#### Stated task:
Write out the following material again, line for line, with no changes.

[Rows from a dataset]
=-=-=-=-=

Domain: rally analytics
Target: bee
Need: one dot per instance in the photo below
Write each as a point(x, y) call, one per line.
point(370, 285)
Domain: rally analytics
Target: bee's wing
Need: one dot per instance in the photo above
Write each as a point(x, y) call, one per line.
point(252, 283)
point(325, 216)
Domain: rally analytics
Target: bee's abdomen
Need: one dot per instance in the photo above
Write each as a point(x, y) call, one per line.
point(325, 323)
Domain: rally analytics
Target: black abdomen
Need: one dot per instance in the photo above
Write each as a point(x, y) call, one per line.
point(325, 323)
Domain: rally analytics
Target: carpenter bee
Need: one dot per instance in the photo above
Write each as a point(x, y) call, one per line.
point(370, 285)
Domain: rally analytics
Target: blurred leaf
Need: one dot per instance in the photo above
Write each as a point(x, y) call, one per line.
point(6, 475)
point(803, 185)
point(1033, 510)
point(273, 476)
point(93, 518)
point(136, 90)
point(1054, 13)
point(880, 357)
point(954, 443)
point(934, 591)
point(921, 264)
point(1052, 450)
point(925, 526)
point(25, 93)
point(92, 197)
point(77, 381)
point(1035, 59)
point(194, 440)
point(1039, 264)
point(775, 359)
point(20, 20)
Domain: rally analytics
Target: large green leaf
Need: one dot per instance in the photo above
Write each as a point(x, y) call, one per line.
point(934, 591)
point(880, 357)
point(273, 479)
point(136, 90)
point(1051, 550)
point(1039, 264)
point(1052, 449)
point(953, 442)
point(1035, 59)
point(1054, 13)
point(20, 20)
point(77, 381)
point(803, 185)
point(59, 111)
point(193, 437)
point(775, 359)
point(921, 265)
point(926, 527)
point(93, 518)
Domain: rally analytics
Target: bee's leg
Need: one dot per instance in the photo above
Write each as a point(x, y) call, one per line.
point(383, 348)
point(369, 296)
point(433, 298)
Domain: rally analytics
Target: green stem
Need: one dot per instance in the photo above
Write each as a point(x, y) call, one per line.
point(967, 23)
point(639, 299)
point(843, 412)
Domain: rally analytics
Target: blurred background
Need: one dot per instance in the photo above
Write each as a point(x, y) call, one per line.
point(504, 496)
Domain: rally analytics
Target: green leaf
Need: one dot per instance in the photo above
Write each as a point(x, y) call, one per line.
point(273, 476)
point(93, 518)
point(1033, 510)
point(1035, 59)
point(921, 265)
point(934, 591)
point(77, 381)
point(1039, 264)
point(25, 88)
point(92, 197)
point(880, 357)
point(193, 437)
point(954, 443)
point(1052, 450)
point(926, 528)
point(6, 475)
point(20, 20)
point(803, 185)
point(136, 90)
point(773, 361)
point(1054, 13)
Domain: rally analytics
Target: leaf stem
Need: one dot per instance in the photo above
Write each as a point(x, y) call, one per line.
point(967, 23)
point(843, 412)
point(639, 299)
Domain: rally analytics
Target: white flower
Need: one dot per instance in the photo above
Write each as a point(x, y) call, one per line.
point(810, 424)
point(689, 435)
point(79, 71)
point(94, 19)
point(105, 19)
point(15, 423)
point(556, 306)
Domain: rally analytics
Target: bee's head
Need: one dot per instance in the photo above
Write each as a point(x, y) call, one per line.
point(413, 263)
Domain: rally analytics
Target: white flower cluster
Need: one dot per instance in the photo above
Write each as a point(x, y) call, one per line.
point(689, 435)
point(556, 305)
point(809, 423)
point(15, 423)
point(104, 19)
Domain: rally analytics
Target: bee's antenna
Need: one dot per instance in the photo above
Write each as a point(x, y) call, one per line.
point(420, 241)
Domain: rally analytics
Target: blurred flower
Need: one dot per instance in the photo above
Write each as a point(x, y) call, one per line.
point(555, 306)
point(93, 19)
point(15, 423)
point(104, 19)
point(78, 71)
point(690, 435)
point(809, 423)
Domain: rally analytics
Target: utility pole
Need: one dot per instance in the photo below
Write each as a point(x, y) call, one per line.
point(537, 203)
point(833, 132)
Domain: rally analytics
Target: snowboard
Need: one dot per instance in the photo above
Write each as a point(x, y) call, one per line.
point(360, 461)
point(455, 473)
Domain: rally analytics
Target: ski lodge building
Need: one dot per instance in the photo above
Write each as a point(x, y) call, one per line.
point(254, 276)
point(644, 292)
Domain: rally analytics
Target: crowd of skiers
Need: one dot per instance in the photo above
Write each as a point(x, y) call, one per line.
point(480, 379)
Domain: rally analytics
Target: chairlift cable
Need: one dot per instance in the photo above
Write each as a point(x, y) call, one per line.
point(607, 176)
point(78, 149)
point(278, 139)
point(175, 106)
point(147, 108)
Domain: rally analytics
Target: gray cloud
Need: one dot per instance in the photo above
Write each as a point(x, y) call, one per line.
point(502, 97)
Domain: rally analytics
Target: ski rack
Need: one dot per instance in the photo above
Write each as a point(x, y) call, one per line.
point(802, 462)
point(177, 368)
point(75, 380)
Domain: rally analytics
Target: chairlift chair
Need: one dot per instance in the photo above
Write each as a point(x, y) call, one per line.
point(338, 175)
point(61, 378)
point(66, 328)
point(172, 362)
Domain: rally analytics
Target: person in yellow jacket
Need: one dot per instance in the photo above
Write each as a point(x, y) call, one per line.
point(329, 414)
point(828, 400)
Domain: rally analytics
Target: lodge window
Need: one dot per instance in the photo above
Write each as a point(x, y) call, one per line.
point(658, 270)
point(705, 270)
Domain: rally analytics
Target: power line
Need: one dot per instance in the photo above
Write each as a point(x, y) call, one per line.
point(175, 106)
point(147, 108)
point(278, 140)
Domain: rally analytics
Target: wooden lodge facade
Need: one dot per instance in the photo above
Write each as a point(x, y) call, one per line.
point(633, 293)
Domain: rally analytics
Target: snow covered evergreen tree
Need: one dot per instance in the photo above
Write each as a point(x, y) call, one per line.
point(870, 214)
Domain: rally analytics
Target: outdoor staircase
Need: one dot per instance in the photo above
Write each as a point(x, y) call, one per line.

=-=-=-=-=

#### Correct answer:
Domain: rally analytics
Target: bee
Need: one dot per instance in the photo below
Write each as a point(x, y) call, one per line.
point(370, 285)
Domain: rally analytics
Target: bee's wing
Need: one dot per instance in the photo above
Write each as a point(x, y) call, one per line.
point(252, 283)
point(325, 216)
Domain: rally analytics
Target: bee's abdomen
Need: one dot per instance in the photo above
Write each as a point(x, y) call, one per line.
point(325, 323)
Domain: rally analytics
Target: black abdomen
Need: one dot per instance in the photo above
Write each as a point(x, y) call, one per line.
point(325, 323)
Domain: rally analytics
Target: carpenter bee
Need: one dot per instance in the photo above
Write each as a point(x, y) call, one per line.
point(370, 285)
Domain: rally analytics
Target: blurred leaf
Need: one dot per instance in the photo above
Write each as a point(x, y) call, one per line.
point(6, 475)
point(803, 185)
point(1033, 510)
point(273, 476)
point(93, 518)
point(136, 90)
point(1054, 13)
point(880, 357)
point(954, 443)
point(934, 591)
point(921, 264)
point(1052, 450)
point(925, 526)
point(25, 93)
point(92, 197)
point(77, 381)
point(1035, 59)
point(194, 440)
point(1039, 264)
point(775, 359)
point(20, 20)
Domain: rally analytics
Target: large green leaf
Need: one dot per instance in the photo above
Write each as a point(x, y) call, one per line.
point(934, 591)
point(880, 357)
point(273, 479)
point(136, 90)
point(1051, 550)
point(1039, 264)
point(1052, 449)
point(953, 442)
point(1035, 59)
point(1054, 13)
point(20, 20)
point(77, 381)
point(803, 185)
point(59, 111)
point(193, 437)
point(775, 359)
point(921, 265)
point(926, 527)
point(93, 518)
Domain: rally analytics
Target: bee's leg
Need: one dot per instance in the photo above
Write each as a point(x, y) call, one per line.
point(383, 348)
point(369, 296)
point(433, 298)
Domain: rally analytics
Target: green stem
Need: one dot per instance in the photo above
Write each as a point(x, y) call, one per line.
point(967, 23)
point(639, 299)
point(843, 412)
Domain: rally analytics
Target: blurred background
Need: one dot per instance in the photo above
Write each as a point(x, y) call, one per line.
point(504, 496)
Domain: rally analytics
Target: green leaf
Need: one dot per instance in the photo above
Write each as a point(x, y) call, one per line.
point(273, 476)
point(93, 518)
point(1033, 510)
point(1035, 59)
point(921, 265)
point(934, 591)
point(77, 381)
point(1039, 264)
point(25, 88)
point(92, 197)
point(880, 357)
point(193, 437)
point(954, 443)
point(1052, 450)
point(926, 528)
point(6, 475)
point(20, 20)
point(803, 185)
point(136, 90)
point(773, 361)
point(1054, 13)
Domain: rally analytics
Target: leaf stem
Need: one dot per instance in the photo above
Write each as a point(x, y) call, one per line.
point(967, 23)
point(843, 412)
point(639, 299)
Domain: rally analytics
Target: white flower
Need: one dot per instance in the photo above
Write each as a point(x, y) call, one per line.
point(810, 424)
point(689, 435)
point(79, 71)
point(94, 19)
point(105, 19)
point(15, 423)
point(556, 306)
Domain: rally analytics
Target: bee's head
Need: one dot per instance in the photo above
Write each as a point(x, y) call, one per line.
point(413, 263)
Domain: rally analytics
Target: white flower cluster
Need: one dot per instance in the photo above
Write each as a point(x, y) call, one per line.
point(689, 435)
point(556, 305)
point(809, 423)
point(15, 423)
point(104, 19)
Domain: rally analytics
Target: bee's antenna
Need: one dot per instance in the photo above
Write each as a point(x, y) call, one per line.
point(420, 241)
Domain: rally analytics
Target: blurred flower
Need: one dot per instance in the photo above
Write each as a point(x, y) call, one per line.
point(555, 306)
point(93, 19)
point(15, 423)
point(104, 19)
point(78, 71)
point(690, 435)
point(809, 423)
Domain: rally analytics
Target: utility pole
Need: one dot per instance in the photo below
Write each as a point(x, y) call, one per line.
point(537, 203)
point(833, 132)
Domain: rally analytics
Target: snowboard
Need: one dot per instance in the photo above
Write each as a point(x, y) call, one per line.
point(360, 461)
point(455, 473)
Domain: rally analytics
Target: ski lodge building
Need: one dot per instance in the photo above
Write each as a point(x, y) call, one per line.
point(254, 276)
point(644, 292)
Domain: rally analytics
Target: crowd of skiers
Need: one dot per instance in the photo above
Write each as a point(x, y) call, one per line.
point(480, 379)
Domain: rally analytics
Target: chairlift cable
Need: one dot per instance in the photo above
Write each as a point(x, y) call, one per line.
point(607, 176)
point(78, 149)
point(278, 139)
point(175, 106)
point(147, 108)
Domain: rally analytics
Target: gray cloud
Need: one dot per instance in the photo above
Write each as a point(x, y) call, one per line.
point(502, 97)
Domain: rally analytics
Target: ski rack
Need: one dot per instance in the photo above
Write each as a point(x, y) call, one per line.
point(802, 462)
point(177, 368)
point(75, 380)
Domain: rally analytics
Target: chairlift chair
Need: one dot per instance in the photo above
Write each as a point(x, y) call, one per line.
point(338, 175)
point(61, 378)
point(66, 328)
point(172, 362)
Domain: rally analytics
Target: person in yellow jacket
Need: one dot per instance in the photo above
Write each as a point(x, y) call, one per line.
point(329, 414)
point(828, 400)
Domain: rally analytics
Target: lodge window
Need: one dot per instance in the photo above
Write each as a point(x, y) call, one per line.
point(658, 270)
point(705, 270)
Domain: rally analytics
Target: power line
Need: one dot per instance in the photo above
Write each as a point(x, y) call, one per line.
point(175, 106)
point(147, 108)
point(278, 140)
Domain: rally analytics
Target: wooden lodge facade
Need: one dot per instance in the photo above
Write each as a point(x, y) call, one per line.
point(633, 293)
Domain: rally analytics
Target: snow covered evergreen tree
Need: one dot per instance in the photo above
Write each as a point(x, y) call, one per line.
point(870, 214)
Domain: rally analytics
Target: outdoor staircase
Need: one dot per instance in the photo above
Write each as a point(x, y) call, one per line.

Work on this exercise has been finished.